Goal: Rewrite the lines of the entries from the line with "of the parked" through the line with "(1032, 278)", replacing "parked" with "stationary" and leaving everything else unchanged. Give only those lines.

Material:
....................

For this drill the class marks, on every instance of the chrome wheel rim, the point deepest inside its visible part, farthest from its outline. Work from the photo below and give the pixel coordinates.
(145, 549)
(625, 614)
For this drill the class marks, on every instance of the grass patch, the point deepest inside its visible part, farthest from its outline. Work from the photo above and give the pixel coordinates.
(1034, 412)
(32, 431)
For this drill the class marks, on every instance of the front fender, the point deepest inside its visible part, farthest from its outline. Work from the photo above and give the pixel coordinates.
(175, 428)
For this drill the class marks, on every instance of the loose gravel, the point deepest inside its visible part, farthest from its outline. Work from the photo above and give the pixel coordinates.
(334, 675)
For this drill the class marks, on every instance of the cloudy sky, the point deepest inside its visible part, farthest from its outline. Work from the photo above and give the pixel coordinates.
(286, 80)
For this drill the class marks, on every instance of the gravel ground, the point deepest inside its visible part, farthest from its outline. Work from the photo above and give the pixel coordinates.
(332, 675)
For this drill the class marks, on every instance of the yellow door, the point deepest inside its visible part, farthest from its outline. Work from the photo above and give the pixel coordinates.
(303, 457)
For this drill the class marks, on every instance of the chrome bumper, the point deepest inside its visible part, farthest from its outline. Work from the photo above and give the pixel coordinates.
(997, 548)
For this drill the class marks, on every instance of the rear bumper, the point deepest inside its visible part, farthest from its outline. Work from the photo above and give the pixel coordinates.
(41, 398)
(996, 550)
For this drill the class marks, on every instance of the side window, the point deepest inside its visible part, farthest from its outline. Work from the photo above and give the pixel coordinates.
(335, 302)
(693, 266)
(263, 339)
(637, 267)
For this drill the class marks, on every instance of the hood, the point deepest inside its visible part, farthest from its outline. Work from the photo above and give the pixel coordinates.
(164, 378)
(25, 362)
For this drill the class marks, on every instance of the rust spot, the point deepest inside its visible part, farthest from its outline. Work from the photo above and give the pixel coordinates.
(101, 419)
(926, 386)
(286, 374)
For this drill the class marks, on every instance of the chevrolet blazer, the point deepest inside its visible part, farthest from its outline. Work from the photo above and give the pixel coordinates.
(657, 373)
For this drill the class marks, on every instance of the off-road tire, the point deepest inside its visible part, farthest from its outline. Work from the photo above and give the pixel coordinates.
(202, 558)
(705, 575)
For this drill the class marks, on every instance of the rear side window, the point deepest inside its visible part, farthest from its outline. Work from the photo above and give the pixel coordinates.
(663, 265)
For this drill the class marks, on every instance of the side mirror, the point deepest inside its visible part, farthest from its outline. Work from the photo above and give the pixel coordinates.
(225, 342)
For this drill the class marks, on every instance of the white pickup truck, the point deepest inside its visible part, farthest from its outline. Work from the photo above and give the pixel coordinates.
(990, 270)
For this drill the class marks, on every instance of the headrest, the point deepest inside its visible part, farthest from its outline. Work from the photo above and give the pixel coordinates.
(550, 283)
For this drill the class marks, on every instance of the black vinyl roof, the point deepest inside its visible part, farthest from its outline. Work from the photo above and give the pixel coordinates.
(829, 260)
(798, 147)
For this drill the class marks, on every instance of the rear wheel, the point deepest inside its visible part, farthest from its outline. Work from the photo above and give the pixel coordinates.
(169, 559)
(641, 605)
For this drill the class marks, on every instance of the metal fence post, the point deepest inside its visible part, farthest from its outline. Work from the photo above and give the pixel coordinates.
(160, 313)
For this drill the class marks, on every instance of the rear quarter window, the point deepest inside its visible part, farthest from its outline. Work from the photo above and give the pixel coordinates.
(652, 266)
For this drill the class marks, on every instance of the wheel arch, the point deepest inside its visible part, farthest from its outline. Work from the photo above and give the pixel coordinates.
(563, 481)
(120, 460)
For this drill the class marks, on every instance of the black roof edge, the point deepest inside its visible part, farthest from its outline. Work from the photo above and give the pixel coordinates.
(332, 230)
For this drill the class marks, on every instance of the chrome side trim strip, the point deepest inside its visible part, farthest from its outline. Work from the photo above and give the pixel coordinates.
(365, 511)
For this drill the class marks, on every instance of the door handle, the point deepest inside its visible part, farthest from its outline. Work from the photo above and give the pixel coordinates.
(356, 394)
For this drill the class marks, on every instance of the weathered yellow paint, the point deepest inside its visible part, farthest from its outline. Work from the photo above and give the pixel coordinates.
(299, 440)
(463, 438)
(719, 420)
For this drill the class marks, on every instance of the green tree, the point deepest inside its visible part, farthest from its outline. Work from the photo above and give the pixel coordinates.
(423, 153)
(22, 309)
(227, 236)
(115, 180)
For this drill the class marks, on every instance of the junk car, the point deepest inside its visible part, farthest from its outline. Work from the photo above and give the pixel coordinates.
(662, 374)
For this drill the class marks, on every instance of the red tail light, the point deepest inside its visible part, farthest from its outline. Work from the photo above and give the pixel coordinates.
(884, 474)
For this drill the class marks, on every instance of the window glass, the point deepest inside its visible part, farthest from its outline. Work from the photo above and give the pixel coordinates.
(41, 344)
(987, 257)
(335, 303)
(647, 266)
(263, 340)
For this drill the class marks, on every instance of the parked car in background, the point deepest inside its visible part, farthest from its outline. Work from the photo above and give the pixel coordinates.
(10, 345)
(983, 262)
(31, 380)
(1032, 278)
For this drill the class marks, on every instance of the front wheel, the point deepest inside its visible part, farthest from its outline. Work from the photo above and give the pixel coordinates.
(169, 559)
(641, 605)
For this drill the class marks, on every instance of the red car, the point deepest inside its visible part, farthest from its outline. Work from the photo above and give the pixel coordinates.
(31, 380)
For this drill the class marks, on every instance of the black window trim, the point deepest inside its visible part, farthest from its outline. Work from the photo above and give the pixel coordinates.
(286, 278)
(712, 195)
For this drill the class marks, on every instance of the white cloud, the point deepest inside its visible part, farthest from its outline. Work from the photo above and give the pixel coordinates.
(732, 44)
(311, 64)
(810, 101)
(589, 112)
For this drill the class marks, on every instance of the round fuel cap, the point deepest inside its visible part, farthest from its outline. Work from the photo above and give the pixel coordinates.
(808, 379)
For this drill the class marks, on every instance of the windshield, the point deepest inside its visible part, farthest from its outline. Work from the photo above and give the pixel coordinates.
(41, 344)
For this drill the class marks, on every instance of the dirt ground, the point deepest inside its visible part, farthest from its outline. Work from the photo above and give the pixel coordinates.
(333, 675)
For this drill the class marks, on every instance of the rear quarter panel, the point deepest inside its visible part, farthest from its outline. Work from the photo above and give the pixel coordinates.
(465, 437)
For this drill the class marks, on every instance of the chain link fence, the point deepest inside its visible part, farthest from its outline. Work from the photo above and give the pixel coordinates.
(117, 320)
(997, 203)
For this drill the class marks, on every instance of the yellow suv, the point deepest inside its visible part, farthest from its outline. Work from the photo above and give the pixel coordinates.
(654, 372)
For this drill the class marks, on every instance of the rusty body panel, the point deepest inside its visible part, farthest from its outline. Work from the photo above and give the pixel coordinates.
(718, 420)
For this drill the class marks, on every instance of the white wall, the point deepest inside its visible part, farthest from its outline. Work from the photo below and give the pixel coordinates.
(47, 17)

....................

Correct result:
For this drill the class marks, on every instance of the stationary car in background, the point deepest inside its visible part, farthest from its outline. Work from the photo above and give the pixel coordinates.
(10, 345)
(983, 262)
(31, 380)
(1032, 278)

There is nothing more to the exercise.